Goal A: Please explain why, according to the HD DVD and Blu-ray thread, the year-to-date sales figures showing HD DVD ahead may be misleading.

Passage to read:

▬▬▬▬▬▬▬▬▬▬

Apparently a bunch of people had playback issues when they released the firmware upgrade...since Slysoft has reported that they have cracked Blue Rays BD+ security...Fox and Sony have been scrambling to get new protection...causing Fox movies to not play in all BR players...Sony also just released that they will be dropping stand alone BR players to $399 around Christmas...but said they doubt they will go lower...and HD-DVD just set the price bar VERY low...Sony won't be able to touch it.

That all said...don't let it stop you from buying one...I have an HD_DVD player...and I still plan on getting a PS3 for gameplay...the BR player is an added bonus...but just like the PS2, i will wait until Sony drops prices...if they do. I was mostly talking about the long run of the format war

Scratch away


----------



## qsoundrich (Nov 7, 2007)

I heard that they have done a survey and only 40% of PS-3 owners even realized that the machine can play Blu-Ray discs. It even comes with a movie! (Talladega Nights) 
There are roughly 6 million PS-3s out there and something like 150,000 standalone players, so it will take a while for HD-DVD to catch up, but at $100 a player how can you resist?


----------



## HobbyTalk (Jul 14, 2007)

An interesting tidbit:

In a not-so-surprising turn, standalone HD DVD players have regained their lead on Blu-ray sales in September, giving the overall year-to-date figures (in which HD DVD has always been ahead) as 53% HD DVD, 44% Blu-ray, and 3% dual-format. Although this may give you the impression that HD DVD is in the lead, the numbers don't include the PS3, which dwarfs sales of standalone HD DVD and Blu-ray players by quite a large margin (based on June figures). 

Things are also interestingly murky over on Netflix. When looking at their published numbers, Blu-ray has about twice as many people looking at the category, but only about 1/3 as many choosing it as their preference. We're not sure exactly what's going on, but our theory is that PS3 owners who got a Blu-ray player as part of the bargain are only marginally interested in its features, which explains the increased overall views. HD DVD owners, who either bought a standalone player or an add-on for the 360, knew what they were getting into, and thus have a higher preference for the format.

▬▬▬▬▬▬▬▬▬▬

Supplied material:
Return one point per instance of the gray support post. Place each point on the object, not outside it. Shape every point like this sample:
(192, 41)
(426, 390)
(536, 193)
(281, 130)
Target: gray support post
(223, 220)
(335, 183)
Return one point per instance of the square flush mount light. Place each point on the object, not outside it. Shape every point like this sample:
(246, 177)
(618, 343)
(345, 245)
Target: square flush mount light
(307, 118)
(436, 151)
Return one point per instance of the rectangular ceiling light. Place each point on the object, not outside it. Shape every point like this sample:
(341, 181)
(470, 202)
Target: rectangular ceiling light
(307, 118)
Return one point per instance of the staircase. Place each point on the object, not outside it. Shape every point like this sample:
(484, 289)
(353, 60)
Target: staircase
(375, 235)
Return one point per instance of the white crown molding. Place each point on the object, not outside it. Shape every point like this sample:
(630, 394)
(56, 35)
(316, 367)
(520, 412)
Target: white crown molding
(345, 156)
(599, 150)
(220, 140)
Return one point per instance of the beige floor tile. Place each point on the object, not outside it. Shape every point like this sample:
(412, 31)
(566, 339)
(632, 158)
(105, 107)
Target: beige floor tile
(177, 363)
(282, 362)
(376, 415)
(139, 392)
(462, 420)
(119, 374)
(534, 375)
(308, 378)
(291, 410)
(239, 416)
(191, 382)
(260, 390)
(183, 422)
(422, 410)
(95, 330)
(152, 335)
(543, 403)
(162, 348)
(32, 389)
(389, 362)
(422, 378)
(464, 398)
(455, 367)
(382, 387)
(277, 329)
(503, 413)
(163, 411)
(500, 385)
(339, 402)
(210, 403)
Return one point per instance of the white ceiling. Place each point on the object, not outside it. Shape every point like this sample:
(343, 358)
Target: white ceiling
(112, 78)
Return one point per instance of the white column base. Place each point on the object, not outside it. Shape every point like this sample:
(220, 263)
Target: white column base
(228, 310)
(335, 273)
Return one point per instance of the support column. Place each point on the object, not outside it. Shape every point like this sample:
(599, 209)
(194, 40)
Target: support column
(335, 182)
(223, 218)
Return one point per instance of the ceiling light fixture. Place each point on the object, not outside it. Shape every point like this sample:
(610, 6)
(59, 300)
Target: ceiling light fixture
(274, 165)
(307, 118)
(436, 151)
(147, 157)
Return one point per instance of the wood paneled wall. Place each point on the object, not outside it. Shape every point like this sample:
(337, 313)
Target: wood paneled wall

▬▬▬▬▬▬▬▬▬▬

Goal B: Reproduce the listing, starting at the line that contains "Return one point per instance of the ceiling" and ending at the last line of the listing, both included.

Task result A: The figures count only standalone players and leave out the PS3. According to June figures, the PS3 dwarfs sales of standalone HD DVD and Blu-ray players by a large margin.

Task result B:
Return one point per instance of the ceiling light fixture. Place each point on the object, not outside it. Shape every point like this sample:
(610, 6)
(59, 300)
Target: ceiling light fixture
(274, 165)
(307, 118)
(436, 151)
(147, 157)
Return one point per instance of the wood paneled wall. Place each point on the object, not outside it. Shape every point like this sample:
(337, 313)
Target: wood paneled wall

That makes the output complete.